[Stored data entries]

※

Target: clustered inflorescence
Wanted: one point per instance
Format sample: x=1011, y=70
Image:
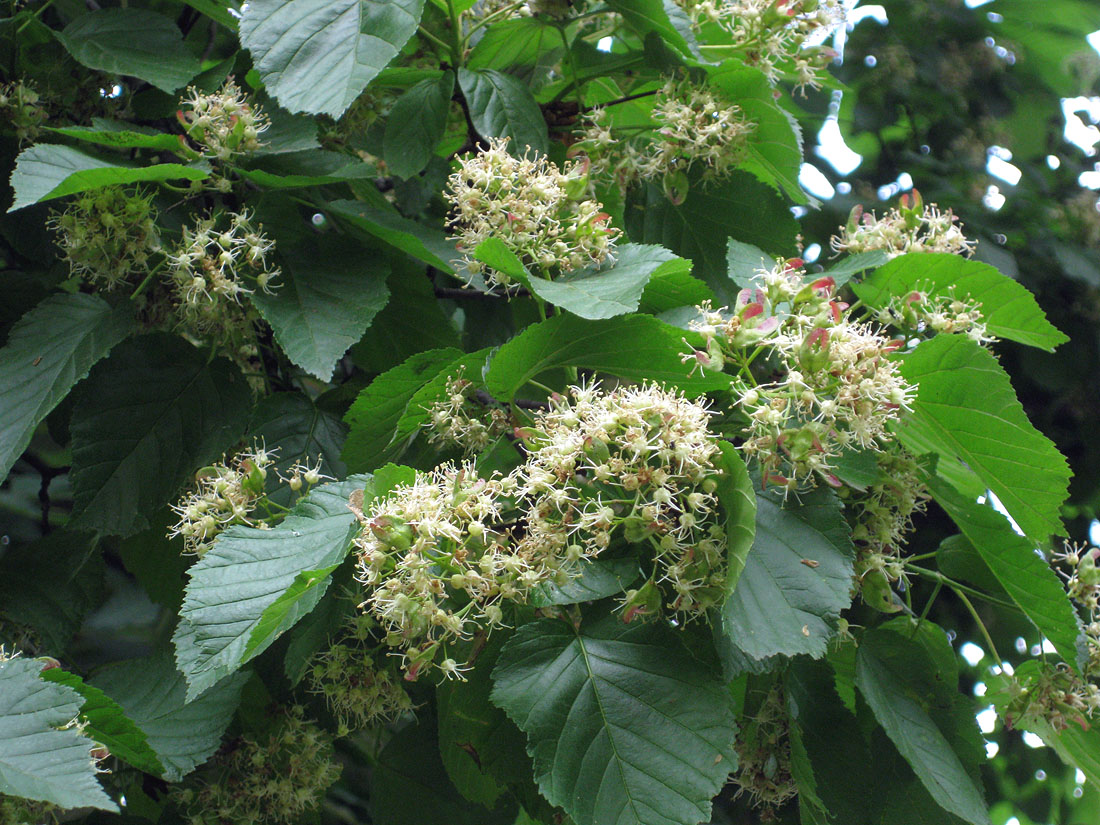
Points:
x=263, y=780
x=541, y=212
x=911, y=228
x=781, y=37
x=837, y=388
x=441, y=557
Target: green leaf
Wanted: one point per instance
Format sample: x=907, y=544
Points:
x=739, y=505
x=614, y=288
x=154, y=694
x=967, y=413
x=317, y=56
x=292, y=425
x=1025, y=576
x=745, y=261
x=773, y=151
x=121, y=139
x=502, y=106
x=597, y=579
x=416, y=124
x=42, y=756
x=48, y=350
x=248, y=571
x=495, y=253
x=796, y=579
x=855, y=264
x=146, y=418
x=375, y=414
x=329, y=293
x=902, y=710
x=106, y=40
x=1008, y=308
x=106, y=722
x=407, y=235
x=409, y=784
x=48, y=171
x=624, y=725
x=699, y=228
x=635, y=347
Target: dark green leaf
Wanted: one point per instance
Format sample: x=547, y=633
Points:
x=246, y=572
x=147, y=417
x=48, y=350
x=106, y=40
x=154, y=694
x=329, y=293
x=48, y=171
x=317, y=56
x=636, y=347
x=416, y=124
x=374, y=416
x=106, y=722
x=623, y=724
x=796, y=579
x=42, y=756
x=614, y=288
x=967, y=413
x=502, y=106
x=1029, y=580
x=1008, y=309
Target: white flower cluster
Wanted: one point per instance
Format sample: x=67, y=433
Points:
x=458, y=420
x=637, y=459
x=223, y=123
x=778, y=36
x=539, y=211
x=912, y=228
x=692, y=125
x=439, y=557
x=108, y=235
x=212, y=267
x=836, y=389
x=224, y=494
x=919, y=312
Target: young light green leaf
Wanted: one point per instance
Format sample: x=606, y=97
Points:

※

Work to complete: Find the count of lines in the data above where the word "leaf" occurs, and write down only that count.

Task answer: 3